What you need to do ->
Copy the rows below verbatim, beginning with the line that contains "Localize ceramic mug" and continuing through the last row.

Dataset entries
------------------------------------------------
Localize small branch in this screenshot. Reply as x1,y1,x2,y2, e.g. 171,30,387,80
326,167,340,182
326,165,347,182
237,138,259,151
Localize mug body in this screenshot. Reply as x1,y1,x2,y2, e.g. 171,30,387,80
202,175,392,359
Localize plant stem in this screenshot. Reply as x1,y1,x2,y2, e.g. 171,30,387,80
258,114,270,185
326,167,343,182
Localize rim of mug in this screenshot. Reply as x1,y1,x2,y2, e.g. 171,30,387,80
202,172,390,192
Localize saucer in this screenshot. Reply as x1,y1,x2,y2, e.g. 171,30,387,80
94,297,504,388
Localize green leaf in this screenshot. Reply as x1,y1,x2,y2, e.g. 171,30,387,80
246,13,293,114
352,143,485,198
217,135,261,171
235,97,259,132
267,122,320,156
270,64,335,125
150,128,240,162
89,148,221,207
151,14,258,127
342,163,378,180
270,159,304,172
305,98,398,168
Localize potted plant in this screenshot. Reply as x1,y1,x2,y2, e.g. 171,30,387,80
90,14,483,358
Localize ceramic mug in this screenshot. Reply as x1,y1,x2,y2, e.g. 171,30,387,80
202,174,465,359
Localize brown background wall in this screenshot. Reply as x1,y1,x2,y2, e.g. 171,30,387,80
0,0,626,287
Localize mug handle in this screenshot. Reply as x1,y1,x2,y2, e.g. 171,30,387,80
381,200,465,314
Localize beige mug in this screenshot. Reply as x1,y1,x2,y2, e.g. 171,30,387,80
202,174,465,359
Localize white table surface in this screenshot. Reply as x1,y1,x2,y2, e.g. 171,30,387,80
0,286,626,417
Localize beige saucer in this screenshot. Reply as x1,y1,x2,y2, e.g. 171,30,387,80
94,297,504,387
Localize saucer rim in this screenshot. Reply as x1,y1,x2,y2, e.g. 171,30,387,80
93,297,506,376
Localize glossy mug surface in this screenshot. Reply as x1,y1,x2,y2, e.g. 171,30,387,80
------------------------------------------------
Output ->
Localize ceramic mug in this screenshot. Reply as x1,y1,x2,y2, e.g. 171,30,387,80
202,174,465,359
Localize brown background wall in this screenshot. Reply as x1,y1,x2,y2, e.g. 171,30,387,80
0,0,626,287
Localize mug handle in this screenshot. Reply as x1,y1,x2,y2, e.g. 171,30,387,80
381,200,465,314
Localize beige mug in this screenshot. Reply as x1,y1,x2,y2, e.g. 171,30,387,80
202,174,465,359
Localize white table surface in this screenshot. Reply as x1,y1,x2,y2, e.g. 171,30,387,80
0,286,626,417
Localize beige saucer in this screenshot. Reply as x1,y1,x2,y2, e.g. 171,30,387,80
94,297,504,387
Localize saucer rim in this screenshot. Reply as x1,y1,x2,y2, e.g. 171,30,387,80
93,297,506,376
Localize glossy mug surface in this screenshot. Reply as x1,y1,x2,y2, e.g. 171,30,387,80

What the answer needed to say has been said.